• _Tasks to perform_:
a: From the cast list in the film summary below, name every cast member who is paired with a character name, and give that character.
b: Decide whether each statement agrees with the film summary below, and support each yes or no with the deciding words quoted from it: (i) Iwa is brought up by her grandfather; (ii) the cast and crew numbered about fifty people; (iii) the original title was dropped because audiences might take the film for a travelogue.
c: Write out, word for word, the passage of the film summary below from "The film was short" to "most prolific directors.".

Australian Stephen Manners (Cyril Mackay) travels to New Zealand and falls in love with a Māori girl. He goes home and she dies giving birth to their daughter, Iwa. Iwa is raised by her grandfather Hauraki (Mita), who explains to Manners what happens when he returns to New Zealand twenty years later. Manners decides to take Iwa (now played by Stella Southern) back to Sydney, Australia, but doesn't tell her that he is her father.

Travelling with Manners is John Barris (John Cosgrove), who Hauraki tells on his deathbed that Iwa's real father actually is a missionary, not Manners. Barris keeps this information to himself and makes advances on Iwa, which are stopped by Manners.

Iwa tells Manners she is in love with him, so Manner explains he is her father and she returns to Rotarua. Barris' wife (Bernice Vere) tells Manners the truth so he returns to New Zealand and is reunited with Iwa, this time as a romantic couple.

Cast

  • Stella Southern as Iwa
  • Cyril Mackay as Stephen Manners
  • John Cosgrove as John Barris
  • Marie D'Alton as Mrs Manners
  • Mita, Chief of the Arawa as Hauraki
  • Bernice Vere as Eleanor Barris
  • Maggie/Bella Papakura
  • Guide Susan
  • Herbert Lee
  • Raymond Hatton
  • Dunstan Webb
  • Production

    The film was short on location in Rotorua and Auckland, New Zealand, at Coogee Beach and the Wentworth Hotel in Sydney. The cast and crew amounted to about twelve people. Among them was Rudall Hayward who Smith hired as his assistant and later went on to become one of New Zealand's most prolific directors.

    Most stories of inter-racial romance at this time ended unhappily but this one finished with a white man marrying a Māori woman.

    Release

    The movie was originally entitled Our Bit o' the World but this was changed out of fear audiences would think it was a travelogue.

    In 1922, Smith re-edited the film for the British market, adding a racecourse scene and a chase between a car and a train, probably taken from his earlier movie Desert Gold (1919). He retitled the movie The Maid of Maoriland, a title under which the film was re-released in Australia.

• _Collected material_:
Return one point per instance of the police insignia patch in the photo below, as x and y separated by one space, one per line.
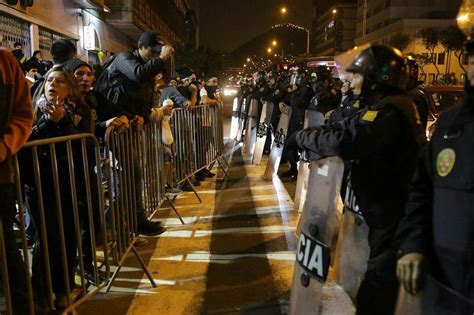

• _Results of the tasks_:
a:
- Stella Southern as Iwa
- Cyril Mackay as Stephen Manners
- John Cosgrove as John Barris
- Marie D'Alton as Mrs Manners
- Mita, Chief of the Arawa as Hauraki
- Bernice Vere as Eleanor Barris

b:
(i) Yes: "Iwa is raised by her grandfather Hauraki (Mita)"
(ii) No: "The cast and crew amounted to about twelve people."
(iii) Yes: "this was changed out of fear audiences would think it was a travelogue."

c:
The film was short on location in Rotorua and Auckland, New Zealand, at Coogee Beach and the Wentworth Hotel in Sydney. The cast and crew amounted to about twelve people. Among them was Rudall Hayward who Smith hired as his assistant and later went on to become one of New Zealand's most prolific directors.